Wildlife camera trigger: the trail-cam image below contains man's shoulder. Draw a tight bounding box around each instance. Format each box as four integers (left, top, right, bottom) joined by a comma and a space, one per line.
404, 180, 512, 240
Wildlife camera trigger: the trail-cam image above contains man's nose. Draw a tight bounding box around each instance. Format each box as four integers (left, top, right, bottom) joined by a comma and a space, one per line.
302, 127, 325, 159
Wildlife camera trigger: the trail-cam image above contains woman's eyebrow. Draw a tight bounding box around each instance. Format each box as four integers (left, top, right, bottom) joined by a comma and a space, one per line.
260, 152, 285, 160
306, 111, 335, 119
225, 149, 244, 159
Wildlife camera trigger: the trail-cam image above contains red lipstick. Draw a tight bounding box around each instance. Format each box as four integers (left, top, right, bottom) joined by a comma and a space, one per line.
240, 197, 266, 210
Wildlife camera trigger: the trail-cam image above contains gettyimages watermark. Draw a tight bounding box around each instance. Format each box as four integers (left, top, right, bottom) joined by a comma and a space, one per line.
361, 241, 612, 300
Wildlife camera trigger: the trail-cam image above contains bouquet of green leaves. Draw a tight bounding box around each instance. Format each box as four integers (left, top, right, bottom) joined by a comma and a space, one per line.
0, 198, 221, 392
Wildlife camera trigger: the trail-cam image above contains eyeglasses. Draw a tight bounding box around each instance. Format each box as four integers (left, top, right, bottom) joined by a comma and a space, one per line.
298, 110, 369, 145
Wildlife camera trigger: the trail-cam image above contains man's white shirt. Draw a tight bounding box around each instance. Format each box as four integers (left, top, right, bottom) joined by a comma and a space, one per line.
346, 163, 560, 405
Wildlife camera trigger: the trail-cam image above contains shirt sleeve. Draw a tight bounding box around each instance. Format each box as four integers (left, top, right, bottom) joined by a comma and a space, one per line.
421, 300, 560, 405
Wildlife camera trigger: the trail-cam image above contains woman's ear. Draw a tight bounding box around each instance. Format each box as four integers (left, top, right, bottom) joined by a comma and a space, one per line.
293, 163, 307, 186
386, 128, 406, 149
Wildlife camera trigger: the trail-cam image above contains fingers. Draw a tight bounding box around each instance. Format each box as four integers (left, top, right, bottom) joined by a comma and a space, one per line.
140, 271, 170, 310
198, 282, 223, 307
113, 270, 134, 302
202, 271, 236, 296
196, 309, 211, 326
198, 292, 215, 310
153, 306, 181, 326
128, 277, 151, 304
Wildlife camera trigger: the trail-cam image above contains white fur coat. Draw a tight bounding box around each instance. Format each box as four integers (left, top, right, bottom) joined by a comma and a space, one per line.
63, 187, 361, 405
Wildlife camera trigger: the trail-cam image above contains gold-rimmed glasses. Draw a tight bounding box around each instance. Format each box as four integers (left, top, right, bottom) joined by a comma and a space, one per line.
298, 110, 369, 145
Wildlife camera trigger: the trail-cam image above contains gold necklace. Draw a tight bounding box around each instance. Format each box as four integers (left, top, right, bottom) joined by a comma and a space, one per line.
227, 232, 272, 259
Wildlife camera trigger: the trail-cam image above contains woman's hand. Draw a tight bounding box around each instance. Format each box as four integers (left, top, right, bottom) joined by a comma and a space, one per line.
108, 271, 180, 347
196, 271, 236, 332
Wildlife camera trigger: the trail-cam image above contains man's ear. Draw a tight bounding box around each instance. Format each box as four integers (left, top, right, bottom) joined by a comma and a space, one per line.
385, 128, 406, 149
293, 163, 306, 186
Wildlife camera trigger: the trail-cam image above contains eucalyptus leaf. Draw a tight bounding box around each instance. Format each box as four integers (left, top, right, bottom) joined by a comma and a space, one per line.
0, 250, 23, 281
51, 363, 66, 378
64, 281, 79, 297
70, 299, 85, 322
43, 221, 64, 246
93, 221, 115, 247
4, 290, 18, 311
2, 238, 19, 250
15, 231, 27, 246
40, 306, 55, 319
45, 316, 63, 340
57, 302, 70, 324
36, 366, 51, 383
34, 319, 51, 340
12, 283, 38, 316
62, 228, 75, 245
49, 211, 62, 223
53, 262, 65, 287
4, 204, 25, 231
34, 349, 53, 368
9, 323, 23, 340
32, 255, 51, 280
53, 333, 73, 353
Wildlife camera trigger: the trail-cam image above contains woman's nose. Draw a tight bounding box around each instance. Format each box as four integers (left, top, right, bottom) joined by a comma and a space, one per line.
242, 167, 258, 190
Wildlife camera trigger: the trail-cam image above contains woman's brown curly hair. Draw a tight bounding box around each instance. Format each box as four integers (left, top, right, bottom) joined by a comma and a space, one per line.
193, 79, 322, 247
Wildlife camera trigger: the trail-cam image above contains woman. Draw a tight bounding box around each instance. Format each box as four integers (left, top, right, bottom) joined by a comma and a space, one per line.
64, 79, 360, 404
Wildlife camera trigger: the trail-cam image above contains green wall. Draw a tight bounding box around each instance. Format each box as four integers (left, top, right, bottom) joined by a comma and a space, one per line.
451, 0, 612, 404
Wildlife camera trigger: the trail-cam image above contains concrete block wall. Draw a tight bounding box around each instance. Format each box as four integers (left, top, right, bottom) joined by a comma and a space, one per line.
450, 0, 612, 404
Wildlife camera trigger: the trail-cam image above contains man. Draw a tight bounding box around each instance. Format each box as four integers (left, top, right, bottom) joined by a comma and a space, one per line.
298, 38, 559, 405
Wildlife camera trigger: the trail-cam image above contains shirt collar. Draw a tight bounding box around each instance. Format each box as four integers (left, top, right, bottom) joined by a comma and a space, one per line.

* WRITTEN INSTRUCTION *
Convert every line of the records above into a JSON list of strings, one string per line, leaving out blank lines.

* FINISHED ANSWER *
[
  "Wildlife camera trigger: the trail-cam image below contains man's shoulder. Draw a tight bounding box around each instance. Format each box as four integers (left, top, right, bottom) joined by a comma and a space, one per line.",
  "404, 180, 512, 240",
  "Wildlife camera trigger: the trail-cam image above contains man's nose. Draw a tight bounding box around each instance. Format each box as four integers (left, top, right, bottom) joined by a comma and a space, one per line.",
  "302, 127, 325, 159",
  "Wildlife camera trigger: the trail-cam image above contains woman's eyebrow. Draw a tight bounding box around each instance. Format each box as four integers (left, top, right, bottom) joined by a comma and a space, one per line.",
  "260, 152, 285, 160",
  "306, 111, 335, 119",
  "225, 149, 244, 159",
  "Wildlife camera trigger: the trail-cam image above contains red lipstick. Draw a tight bounding box around each instance. Format each box as four integers (left, top, right, bottom) joined by a comma and a space, one per line.",
  "240, 197, 266, 210",
  "Wildlife camera trigger: the trail-cam image above contains gettyimages watermark. Draw a tight bounding box around each instance. Format each box as four integers (left, top, right, bottom) joined by a comma and a space, one per line.",
  "361, 241, 612, 300",
  "Wildlife camera trigger: the trail-cam image above contains bouquet of green leaves. Draw a tight bounding box around each instance. Format each box as four integers (left, top, right, bottom) joined by a comma and a space, one per line.",
  "0, 198, 221, 392",
  "Wildlife camera trigger: the trail-cam image above contains eyeglasses. Draw a tight bounding box around each instance. Format each box as four integers (left, top, right, bottom) joined by a comma and a space, one per line.",
  "298, 110, 369, 145",
  "Wildlife camera trigger: the trail-cam image above contains man's white shirt. Draw a tight bounding box around each instance. Format each box as four integers (left, top, right, bottom) joined by a comma and a space, one per line.",
  "346, 163, 560, 405",
  "Wildlife camera trigger: the trail-cam image above contains shirt sleeve. Draw a tight bounding box around each instance. Format each box as four integers (left, top, right, bottom) joined by a comma and a space, one per line.",
  "421, 300, 560, 405",
  "Wildlife camera trigger: the trail-cam image above contains woman's ear. Draw a tight bounding box around each instance. Format each box as four integers (left, top, right, bottom) joined by a comma and a space, one per line.",
  "293, 163, 307, 186",
  "386, 128, 406, 149",
  "Wildlife camera trigger: the trail-cam image above contains fingers. Draw a tight bounding box around each instance. Format each box as four integers (left, top, right, bottom) joined by a comma and a space, one per line.",
  "140, 271, 170, 310",
  "198, 282, 223, 307",
  "113, 270, 134, 302",
  "202, 271, 236, 296",
  "196, 309, 211, 326",
  "198, 292, 215, 310",
  "153, 306, 181, 326",
  "128, 277, 151, 304",
  "Wildlife camera trigger: the trail-cam image above contains white fur coat. Draw a tight bounding box around each instance. Format each box as four integers (left, top, right, bottom) joined by a comma and a space, one per line.",
  "63, 187, 361, 405",
  "Wildlife camera trigger: the trail-cam image above contains gold-rimmed glasses. Draw a tight bounding box around each instance. Format each box as four integers (left, top, right, bottom) joined by a comma and a space, one per line.",
  "298, 110, 369, 145",
  "Wildlife camera trigger: the trail-cam image above contains gold necklace. Draw a tight bounding box around each instance. Format each box as four integers (left, top, right, bottom) joined by a comma and a space, one per line.",
  "227, 232, 272, 259",
  "Wildlife camera trigger: the trail-cam image above contains woman's hand. Draw a tight bounding box around each instance. Format each box as four integers (left, top, right, bottom) joined by a comma and a space, one per line.",
  "108, 271, 180, 347",
  "196, 271, 236, 332",
  "Wildlife camera trigger: the trail-cam image above contains man's ear. Draw a tight bounding box around each instance. Format each box as four integers (left, top, right, bottom) joined by a comma and a space, one per line.",
  "385, 128, 406, 149",
  "293, 163, 306, 186",
  "Wildlife camera trigger: the trail-cam image above contains eucalyptus leaf. Draw a tight bounding box around each instance. Format each box as four integers (left, top, right, bottom) joined by a comma and a space, one per line.",
  "0, 250, 23, 281",
  "51, 363, 66, 378",
  "64, 281, 79, 297",
  "70, 299, 85, 322",
  "43, 221, 64, 246",
  "93, 221, 115, 247",
  "4, 290, 18, 311",
  "2, 238, 19, 250",
  "15, 231, 27, 246",
  "40, 306, 55, 319",
  "45, 316, 63, 340",
  "57, 302, 70, 324",
  "36, 366, 51, 383",
  "34, 319, 51, 340",
  "12, 283, 38, 316",
  "62, 228, 75, 245",
  "49, 211, 62, 223",
  "53, 262, 65, 287",
  "4, 204, 25, 231",
  "34, 349, 53, 368",
  "9, 323, 23, 340",
  "32, 255, 51, 280",
  "53, 333, 73, 353",
  "Wildlife camera trigger: the trail-cam image above contains woman's nose. Draw a tight bounding box around each instance. Format each box as four integers (left, top, right, bottom) joined by a comma and a space, one per line.",
  "242, 167, 258, 190",
  "Wildlife camera trigger: the trail-cam image above contains woman's brown curly hair. Draw a tight bounding box around each instance. Format each box as four integers (left, top, right, bottom) joined by a comma and a space, one per line.",
  "193, 79, 322, 247",
  "Wildlife camera trigger: the trail-cam image above contains woman. Draw a tight bounding box around each instance. Format each box as four integers (left, top, right, bottom) joined by a comma and a space, one per line.",
  "64, 79, 360, 404",
  "Wildlife camera trigger: the trail-cam image above contains green wall. Draw a tight bounding box around each instance. Format each box as four integers (left, top, right, bottom) joined by a comma and a space, one per line.",
  "451, 0, 612, 404",
  "Wildlife camera trigger: the trail-cam image above contains concrete block wall. Draw a tight bounding box around each instance. Format each box as four integers (left, top, right, bottom) joined by a comma and a space, one per line.",
  "450, 0, 612, 404",
  "Wildlife camera trigger: the trail-cam image above contains man. Draw a tight bounding box around each instance. Format each box as four integers (left, top, right, bottom) joined by a comma and a space, one per line.",
  "298, 38, 559, 405",
  "Wildlife camera trigger: the trail-cam image above contains shirt collar. Draw a tight bounding box around each instance. Format each box as four integers (left, top, right, bottom) joined by a comma and a space, one per line."
]